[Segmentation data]
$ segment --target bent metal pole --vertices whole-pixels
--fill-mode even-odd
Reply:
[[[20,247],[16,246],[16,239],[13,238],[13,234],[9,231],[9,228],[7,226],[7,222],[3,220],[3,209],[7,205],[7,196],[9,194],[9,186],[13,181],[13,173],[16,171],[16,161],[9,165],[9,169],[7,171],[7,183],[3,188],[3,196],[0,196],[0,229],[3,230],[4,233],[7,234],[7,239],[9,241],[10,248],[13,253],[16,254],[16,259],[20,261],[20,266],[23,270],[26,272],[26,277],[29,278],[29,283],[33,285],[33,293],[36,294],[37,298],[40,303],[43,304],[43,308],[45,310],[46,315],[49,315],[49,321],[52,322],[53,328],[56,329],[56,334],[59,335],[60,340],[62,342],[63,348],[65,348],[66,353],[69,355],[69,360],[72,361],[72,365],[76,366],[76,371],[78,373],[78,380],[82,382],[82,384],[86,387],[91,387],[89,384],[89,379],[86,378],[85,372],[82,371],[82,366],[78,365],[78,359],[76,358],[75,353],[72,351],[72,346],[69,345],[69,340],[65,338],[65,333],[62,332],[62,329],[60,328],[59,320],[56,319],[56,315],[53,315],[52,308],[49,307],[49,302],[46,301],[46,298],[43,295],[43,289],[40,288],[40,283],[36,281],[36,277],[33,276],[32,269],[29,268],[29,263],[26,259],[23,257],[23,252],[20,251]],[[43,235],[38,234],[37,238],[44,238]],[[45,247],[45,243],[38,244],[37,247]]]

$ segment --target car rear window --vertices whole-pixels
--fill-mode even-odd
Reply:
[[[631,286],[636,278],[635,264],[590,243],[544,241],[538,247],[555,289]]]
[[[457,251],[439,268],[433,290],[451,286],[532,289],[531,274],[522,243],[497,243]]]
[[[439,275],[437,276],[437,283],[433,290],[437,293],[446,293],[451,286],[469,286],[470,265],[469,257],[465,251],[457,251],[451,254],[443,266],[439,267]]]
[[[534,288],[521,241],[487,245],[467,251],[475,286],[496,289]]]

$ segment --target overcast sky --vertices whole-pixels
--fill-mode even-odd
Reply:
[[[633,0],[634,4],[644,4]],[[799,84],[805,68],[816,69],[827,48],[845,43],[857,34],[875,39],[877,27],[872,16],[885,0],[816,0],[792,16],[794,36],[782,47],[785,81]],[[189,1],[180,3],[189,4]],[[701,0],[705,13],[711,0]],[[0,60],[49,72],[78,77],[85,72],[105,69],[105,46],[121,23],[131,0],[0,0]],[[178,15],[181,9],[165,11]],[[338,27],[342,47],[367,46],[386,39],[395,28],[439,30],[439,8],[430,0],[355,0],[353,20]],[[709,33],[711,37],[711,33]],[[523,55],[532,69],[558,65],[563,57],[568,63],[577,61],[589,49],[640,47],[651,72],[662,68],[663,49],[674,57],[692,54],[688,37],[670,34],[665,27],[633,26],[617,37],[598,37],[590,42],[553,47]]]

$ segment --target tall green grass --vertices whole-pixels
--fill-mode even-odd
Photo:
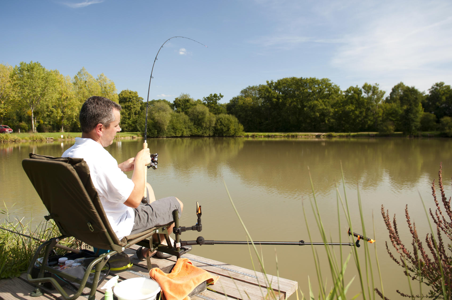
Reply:
[[[54,223],[40,223],[32,226],[31,222],[24,222],[12,217],[6,208],[0,211],[5,221],[0,227],[38,240],[47,240],[61,235]],[[73,237],[60,241],[59,243],[73,249],[81,249],[83,243]],[[30,261],[42,242],[0,228],[0,278],[19,277],[27,270]],[[62,255],[65,250],[55,248],[56,254]]]
[[[315,291],[313,290],[311,285],[311,278],[308,277],[307,280],[309,283],[309,291],[304,291],[303,292],[301,289],[299,289],[301,298],[302,299],[309,298],[310,300],[313,300],[314,299],[319,299],[320,300],[340,299],[341,300],[345,300],[345,299],[354,299],[359,297],[360,299],[365,300],[372,299],[372,300],[374,300],[376,297],[376,293],[374,291],[374,290],[376,287],[376,284],[375,282],[375,280],[373,275],[372,266],[375,267],[376,265],[377,266],[379,274],[379,287],[382,291],[383,291],[383,283],[380,271],[380,267],[378,263],[378,256],[375,245],[365,241],[362,241],[361,244],[361,247],[359,249],[358,249],[356,247],[352,247],[352,249],[350,249],[348,247],[345,248],[346,246],[332,246],[327,245],[328,243],[331,242],[331,237],[330,236],[328,236],[324,227],[320,211],[319,209],[318,204],[315,196],[314,184],[312,182],[310,173],[309,176],[312,189],[313,195],[312,200],[310,201],[310,204],[311,205],[311,209],[315,216],[317,229],[319,231],[323,242],[325,244],[323,247],[325,250],[325,253],[326,256],[326,257],[325,256],[320,257],[318,254],[316,248],[314,245],[311,245],[311,249],[315,266],[315,274],[316,277],[315,280],[318,284],[319,291]],[[343,212],[344,215],[345,215],[347,223],[346,226],[350,227],[352,232],[353,231],[351,218],[348,209],[348,203],[345,192],[344,182],[343,173],[342,183],[344,186],[343,198],[341,195],[340,193],[339,193],[339,189],[336,188],[338,225],[338,227],[339,228],[339,242],[341,243],[343,242],[343,241],[341,241],[340,237],[340,230],[343,227],[345,227],[343,224],[341,225],[341,212]],[[278,286],[272,287],[271,286],[270,281],[268,279],[267,273],[265,271],[262,254],[259,254],[255,245],[253,243],[253,239],[247,230],[245,224],[242,220],[239,212],[235,208],[234,201],[228,191],[226,183],[225,183],[225,186],[231,204],[242,226],[245,229],[247,238],[250,241],[250,243],[251,245],[250,247],[250,257],[251,257],[253,268],[255,271],[256,266],[255,266],[254,262],[253,261],[252,256],[251,255],[252,251],[254,252],[254,254],[257,257],[259,264],[257,266],[258,268],[260,268],[260,271],[264,274],[265,278],[266,278],[266,285],[268,287],[267,288],[267,295],[263,295],[263,298],[264,299],[276,299],[276,296],[273,292],[273,291],[278,291],[279,288]],[[358,204],[360,208],[361,223],[362,224],[359,231],[362,232],[363,235],[366,236],[366,228],[364,226],[364,219],[363,217],[363,211],[359,190],[358,190]],[[307,223],[307,220],[308,220],[308,218],[306,218],[306,211],[304,204],[303,205],[303,212],[304,214],[305,220],[306,220],[306,226],[307,228],[309,239],[310,241],[312,241],[311,230],[310,229],[310,224]],[[374,235],[375,236],[375,229],[374,229]],[[355,240],[353,239],[354,238],[353,236],[351,236],[350,237],[349,240],[345,242],[354,243]],[[375,260],[371,259],[370,255],[371,248],[372,248],[372,251],[375,251]],[[339,254],[336,253],[337,251],[339,251]],[[360,257],[362,256],[363,254],[360,255],[358,251],[363,252],[364,256],[364,262],[361,261]],[[344,259],[344,256],[345,257]],[[353,261],[356,267],[357,274],[351,280],[347,282],[344,279],[345,273],[347,268],[350,263],[350,259],[352,257],[353,259]],[[276,253],[275,255],[275,259],[277,263],[277,273],[278,273],[278,257]],[[325,276],[326,274],[322,274],[322,270],[324,269],[324,268],[322,268],[320,265],[321,262],[327,262],[330,271],[328,276]],[[278,276],[278,274],[277,274],[277,275]],[[358,279],[359,280],[360,289],[358,291],[354,291],[352,292],[351,293],[352,294],[351,295],[348,295],[348,292],[349,294],[350,293],[349,289],[356,276],[358,277]],[[329,285],[328,285],[326,281],[327,278],[330,278],[332,279],[332,282],[330,283]],[[297,291],[296,295],[295,295],[297,299],[299,299],[300,295],[299,295],[298,291]]]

● **WORK TO COMPLETE**
List each line of the entries above that contains the string "target". Case counts.

● **WORKED ANSWER**
$ segment --target bent metal pole --vertices whole-pixels
$ segment --target car rear window --vertices whole-pixels
$ segment --target overcast sky --vertices whole-pixels
$ segment --target tall green grass --vertices whole-pixels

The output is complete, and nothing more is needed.